- **TASK**:
Report back each line of the records that contains the string "snowy".

- **DATA SUPPLIED**:
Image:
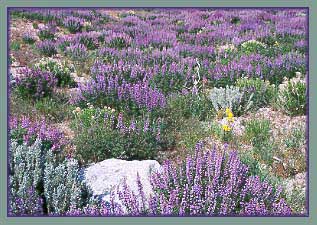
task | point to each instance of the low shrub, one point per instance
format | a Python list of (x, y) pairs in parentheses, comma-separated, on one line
[(15, 46), (257, 131), (41, 183), (60, 70), (63, 189), (25, 173), (102, 134), (35, 83), (292, 96), (232, 98), (262, 92), (210, 183)]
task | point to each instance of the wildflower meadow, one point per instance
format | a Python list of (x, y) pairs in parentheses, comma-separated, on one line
[(157, 112)]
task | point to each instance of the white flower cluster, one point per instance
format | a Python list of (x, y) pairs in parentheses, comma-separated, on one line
[(251, 43), (226, 47), (293, 82), (58, 65), (223, 98)]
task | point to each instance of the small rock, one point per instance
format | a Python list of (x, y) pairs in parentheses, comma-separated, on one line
[(106, 176)]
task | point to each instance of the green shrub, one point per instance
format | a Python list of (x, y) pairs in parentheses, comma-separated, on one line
[(55, 108), (192, 132), (232, 98), (60, 70), (262, 92), (258, 131), (292, 97), (35, 83), (15, 45), (101, 134), (187, 106)]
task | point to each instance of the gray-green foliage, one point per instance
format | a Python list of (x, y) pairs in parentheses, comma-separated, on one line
[(230, 97), (62, 188), (26, 171), (40, 182), (292, 96), (262, 92)]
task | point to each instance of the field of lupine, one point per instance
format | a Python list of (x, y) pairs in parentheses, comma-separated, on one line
[(216, 96)]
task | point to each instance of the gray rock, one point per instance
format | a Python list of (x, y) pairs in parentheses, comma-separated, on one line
[(106, 176)]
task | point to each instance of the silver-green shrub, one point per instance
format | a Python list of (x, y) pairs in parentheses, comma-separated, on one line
[(25, 177), (40, 183), (62, 188), (292, 96)]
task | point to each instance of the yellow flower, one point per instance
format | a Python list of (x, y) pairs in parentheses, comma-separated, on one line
[(228, 111), (229, 115), (230, 119), (225, 127)]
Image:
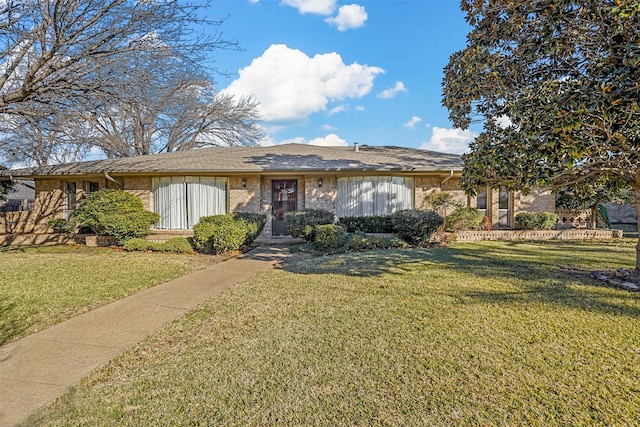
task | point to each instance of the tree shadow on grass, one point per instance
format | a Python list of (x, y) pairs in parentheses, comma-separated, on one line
[(531, 273), (9, 328), (361, 264)]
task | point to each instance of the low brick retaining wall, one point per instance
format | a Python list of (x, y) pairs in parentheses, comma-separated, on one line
[(40, 239), (161, 236), (572, 234)]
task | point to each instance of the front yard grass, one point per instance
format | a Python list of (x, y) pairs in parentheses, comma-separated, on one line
[(490, 333), (46, 285)]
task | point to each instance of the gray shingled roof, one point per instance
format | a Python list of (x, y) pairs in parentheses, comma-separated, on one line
[(279, 158)]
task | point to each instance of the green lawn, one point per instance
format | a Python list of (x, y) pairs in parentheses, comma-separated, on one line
[(43, 286), (470, 334)]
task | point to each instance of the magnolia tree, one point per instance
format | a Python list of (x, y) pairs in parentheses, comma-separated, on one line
[(555, 84)]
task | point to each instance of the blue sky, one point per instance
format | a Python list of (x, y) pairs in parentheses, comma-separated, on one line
[(334, 72)]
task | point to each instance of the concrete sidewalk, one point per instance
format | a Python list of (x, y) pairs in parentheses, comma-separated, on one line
[(37, 369)]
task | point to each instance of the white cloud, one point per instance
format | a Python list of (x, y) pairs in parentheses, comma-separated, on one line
[(348, 17), (449, 140), (330, 140), (289, 85), (338, 109), (317, 7), (392, 91), (270, 142), (504, 121), (411, 124)]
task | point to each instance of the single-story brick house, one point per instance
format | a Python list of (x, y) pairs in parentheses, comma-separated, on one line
[(183, 186)]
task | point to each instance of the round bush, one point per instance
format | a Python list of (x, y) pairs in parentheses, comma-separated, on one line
[(303, 223), (254, 223), (536, 220), (217, 234), (115, 213), (463, 218), (416, 227), (330, 238)]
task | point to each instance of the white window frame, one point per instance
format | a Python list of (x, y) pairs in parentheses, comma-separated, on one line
[(373, 195), (182, 200)]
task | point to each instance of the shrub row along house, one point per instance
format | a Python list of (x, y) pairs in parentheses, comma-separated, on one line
[(184, 186)]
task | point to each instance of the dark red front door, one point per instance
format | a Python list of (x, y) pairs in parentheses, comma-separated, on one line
[(285, 200)]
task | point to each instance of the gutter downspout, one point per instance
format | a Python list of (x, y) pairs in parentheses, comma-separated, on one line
[(447, 178), (110, 178)]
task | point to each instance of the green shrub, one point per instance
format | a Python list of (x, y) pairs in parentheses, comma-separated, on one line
[(463, 218), (115, 213), (536, 220), (137, 244), (330, 238), (359, 242), (254, 223), (416, 227), (218, 234), (304, 223), (179, 245), (61, 225), (367, 224)]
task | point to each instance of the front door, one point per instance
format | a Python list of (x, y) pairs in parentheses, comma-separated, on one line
[(285, 200)]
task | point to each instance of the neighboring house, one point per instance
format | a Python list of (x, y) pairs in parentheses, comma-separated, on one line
[(349, 181), (19, 198)]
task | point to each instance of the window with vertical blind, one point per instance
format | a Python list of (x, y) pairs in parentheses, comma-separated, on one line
[(373, 195), (182, 200)]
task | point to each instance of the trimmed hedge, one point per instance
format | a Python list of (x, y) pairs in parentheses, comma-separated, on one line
[(416, 227), (367, 224), (536, 220), (254, 222), (177, 245), (218, 234), (331, 238), (304, 223), (359, 242), (463, 218), (115, 213)]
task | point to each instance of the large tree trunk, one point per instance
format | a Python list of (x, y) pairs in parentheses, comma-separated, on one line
[(636, 188)]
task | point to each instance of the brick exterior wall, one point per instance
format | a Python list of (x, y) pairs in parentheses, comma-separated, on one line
[(622, 214), (538, 200), (141, 187), (427, 185), (255, 197), (317, 197), (245, 199)]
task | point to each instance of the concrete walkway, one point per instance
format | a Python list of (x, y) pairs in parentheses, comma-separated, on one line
[(37, 369)]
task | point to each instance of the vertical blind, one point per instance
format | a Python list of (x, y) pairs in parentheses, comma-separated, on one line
[(182, 200), (373, 195)]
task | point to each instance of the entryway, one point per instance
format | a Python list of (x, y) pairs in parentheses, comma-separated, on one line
[(285, 199)]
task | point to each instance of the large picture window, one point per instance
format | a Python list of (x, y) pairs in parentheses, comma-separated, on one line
[(373, 195), (182, 200)]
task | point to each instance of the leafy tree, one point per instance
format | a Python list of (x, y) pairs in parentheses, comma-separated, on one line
[(555, 84)]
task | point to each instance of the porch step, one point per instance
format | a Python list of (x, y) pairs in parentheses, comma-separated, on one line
[(161, 236), (278, 241)]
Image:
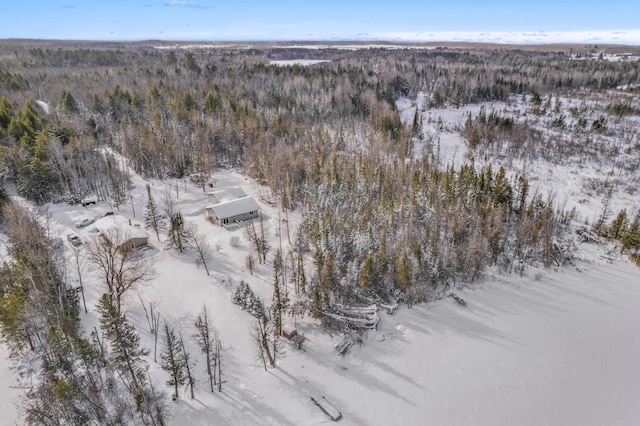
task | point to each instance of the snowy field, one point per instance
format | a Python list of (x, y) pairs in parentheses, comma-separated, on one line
[(550, 348), (570, 182)]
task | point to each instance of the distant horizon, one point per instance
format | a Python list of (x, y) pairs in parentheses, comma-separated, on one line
[(495, 21), (512, 38)]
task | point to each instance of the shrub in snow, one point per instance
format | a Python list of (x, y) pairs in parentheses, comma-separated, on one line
[(245, 298)]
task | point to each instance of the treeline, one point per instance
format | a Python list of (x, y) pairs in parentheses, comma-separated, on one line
[(381, 231), (76, 379), (327, 138)]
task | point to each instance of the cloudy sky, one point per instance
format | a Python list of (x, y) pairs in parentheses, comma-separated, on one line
[(613, 21)]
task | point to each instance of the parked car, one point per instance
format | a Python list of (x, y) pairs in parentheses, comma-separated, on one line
[(74, 239), (89, 200), (84, 222)]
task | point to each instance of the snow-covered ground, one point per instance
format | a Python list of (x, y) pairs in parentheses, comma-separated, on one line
[(549, 348), (570, 182)]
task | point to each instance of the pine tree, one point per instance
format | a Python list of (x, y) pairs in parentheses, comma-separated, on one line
[(618, 226), (186, 358), (178, 235), (172, 360), (205, 339), (280, 298), (125, 351), (152, 214)]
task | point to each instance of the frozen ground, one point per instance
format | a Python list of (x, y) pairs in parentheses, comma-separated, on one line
[(570, 182), (549, 348)]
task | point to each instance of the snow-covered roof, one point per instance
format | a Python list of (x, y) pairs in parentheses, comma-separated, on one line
[(234, 207), (227, 194), (119, 222)]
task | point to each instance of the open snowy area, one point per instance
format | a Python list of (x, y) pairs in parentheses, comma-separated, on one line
[(378, 234), (552, 347)]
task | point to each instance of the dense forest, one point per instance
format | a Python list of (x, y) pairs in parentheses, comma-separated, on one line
[(379, 224)]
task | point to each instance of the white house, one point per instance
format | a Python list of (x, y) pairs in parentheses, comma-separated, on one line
[(131, 234), (234, 211), (225, 194)]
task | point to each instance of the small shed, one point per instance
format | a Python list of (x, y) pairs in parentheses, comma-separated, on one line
[(225, 194), (234, 211), (289, 332), (132, 236)]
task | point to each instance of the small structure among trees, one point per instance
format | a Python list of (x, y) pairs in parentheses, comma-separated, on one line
[(226, 194), (130, 236), (234, 211)]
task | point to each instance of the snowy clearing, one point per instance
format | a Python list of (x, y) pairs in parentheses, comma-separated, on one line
[(547, 348)]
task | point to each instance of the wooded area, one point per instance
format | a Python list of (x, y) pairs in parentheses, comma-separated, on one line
[(379, 224)]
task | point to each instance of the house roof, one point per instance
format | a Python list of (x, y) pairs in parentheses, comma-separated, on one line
[(119, 222), (227, 194), (234, 207)]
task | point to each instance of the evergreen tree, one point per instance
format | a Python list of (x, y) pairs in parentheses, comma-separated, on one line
[(172, 359), (178, 235), (280, 298), (125, 350), (152, 213), (205, 339)]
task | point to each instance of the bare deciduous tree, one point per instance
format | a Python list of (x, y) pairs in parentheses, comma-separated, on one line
[(121, 267)]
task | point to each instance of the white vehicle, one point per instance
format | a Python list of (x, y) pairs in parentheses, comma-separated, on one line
[(89, 200), (74, 239), (84, 222)]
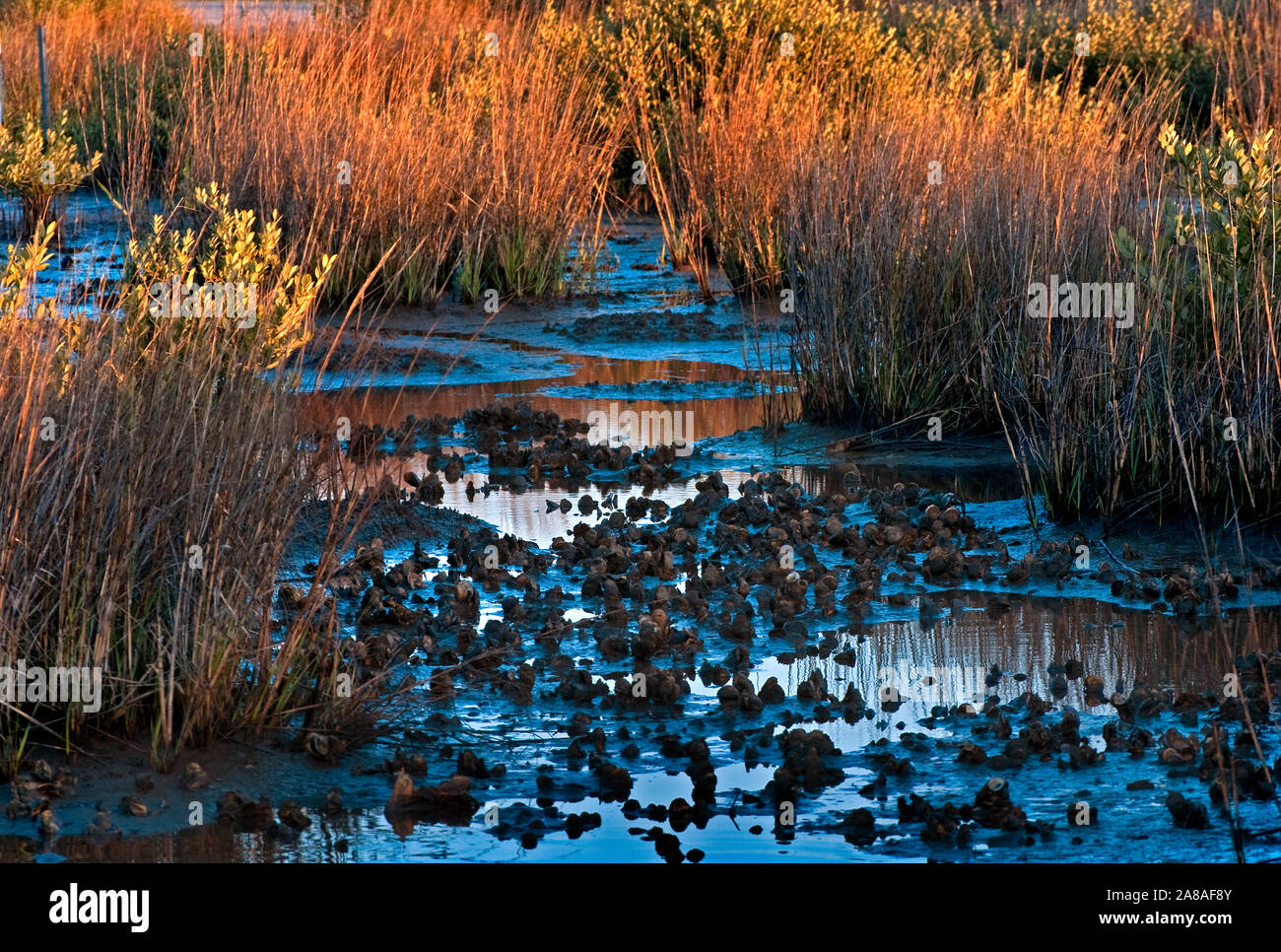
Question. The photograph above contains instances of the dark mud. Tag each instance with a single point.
(764, 649)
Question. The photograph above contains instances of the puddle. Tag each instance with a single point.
(912, 669)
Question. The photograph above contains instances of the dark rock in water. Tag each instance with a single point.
(772, 692)
(472, 765)
(132, 805)
(1187, 814)
(291, 815)
(972, 754)
(449, 801)
(193, 778)
(859, 827)
(993, 807)
(615, 782)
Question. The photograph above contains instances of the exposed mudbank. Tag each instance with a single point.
(761, 648)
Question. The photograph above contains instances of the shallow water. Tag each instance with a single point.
(927, 664)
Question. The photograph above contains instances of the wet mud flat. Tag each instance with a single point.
(757, 651)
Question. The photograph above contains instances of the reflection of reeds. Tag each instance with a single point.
(149, 491)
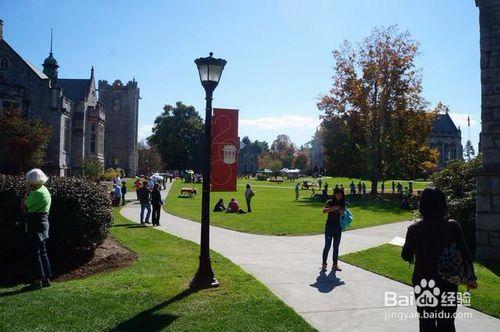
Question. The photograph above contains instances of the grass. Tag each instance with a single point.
(150, 295)
(275, 210)
(386, 260)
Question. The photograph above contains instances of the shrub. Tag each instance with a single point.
(80, 216)
(458, 182)
(109, 174)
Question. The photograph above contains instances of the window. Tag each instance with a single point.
(67, 130)
(92, 138)
(100, 143)
(4, 63)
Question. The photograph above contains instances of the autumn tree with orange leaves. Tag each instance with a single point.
(375, 123)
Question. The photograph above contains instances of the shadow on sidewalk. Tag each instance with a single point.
(326, 283)
(151, 318)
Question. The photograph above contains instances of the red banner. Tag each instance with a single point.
(224, 149)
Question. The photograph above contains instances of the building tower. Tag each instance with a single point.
(121, 105)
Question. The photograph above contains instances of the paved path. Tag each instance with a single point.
(353, 300)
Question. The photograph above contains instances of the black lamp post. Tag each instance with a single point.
(210, 70)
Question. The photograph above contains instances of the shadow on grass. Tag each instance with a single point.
(369, 203)
(327, 283)
(149, 319)
(492, 266)
(25, 289)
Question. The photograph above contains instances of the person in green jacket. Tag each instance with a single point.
(36, 205)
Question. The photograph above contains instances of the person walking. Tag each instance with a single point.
(36, 205)
(335, 207)
(156, 202)
(145, 200)
(428, 242)
(137, 185)
(249, 194)
(124, 191)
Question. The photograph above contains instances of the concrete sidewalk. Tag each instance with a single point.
(351, 300)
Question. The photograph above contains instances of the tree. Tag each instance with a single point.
(92, 168)
(469, 150)
(177, 136)
(302, 160)
(149, 160)
(23, 142)
(267, 160)
(375, 123)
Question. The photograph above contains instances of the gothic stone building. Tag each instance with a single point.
(446, 138)
(82, 123)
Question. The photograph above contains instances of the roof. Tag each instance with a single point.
(444, 123)
(36, 70)
(74, 89)
(39, 73)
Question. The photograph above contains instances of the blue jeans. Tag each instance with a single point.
(332, 233)
(145, 206)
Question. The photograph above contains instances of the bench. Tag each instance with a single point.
(188, 192)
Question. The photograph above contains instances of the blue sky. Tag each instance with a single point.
(278, 52)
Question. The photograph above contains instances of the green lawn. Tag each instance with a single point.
(275, 210)
(151, 295)
(386, 260)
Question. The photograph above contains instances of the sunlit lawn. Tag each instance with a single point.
(275, 210)
(150, 295)
(386, 260)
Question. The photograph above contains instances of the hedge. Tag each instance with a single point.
(80, 216)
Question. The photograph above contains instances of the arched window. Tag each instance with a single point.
(4, 63)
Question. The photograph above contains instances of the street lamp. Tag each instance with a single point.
(210, 70)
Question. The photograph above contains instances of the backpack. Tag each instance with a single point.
(452, 266)
(346, 219)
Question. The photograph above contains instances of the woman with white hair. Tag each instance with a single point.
(36, 205)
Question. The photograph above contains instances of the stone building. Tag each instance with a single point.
(488, 176)
(80, 124)
(446, 138)
(121, 103)
(248, 158)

- **RESPONSE TO THE TASK**:
task | point to each instance of the snowy field, one point per instance
task | point to each instance of the open snowy area, one point per instance
task | point to each instance of the snowy clearing, one point per instance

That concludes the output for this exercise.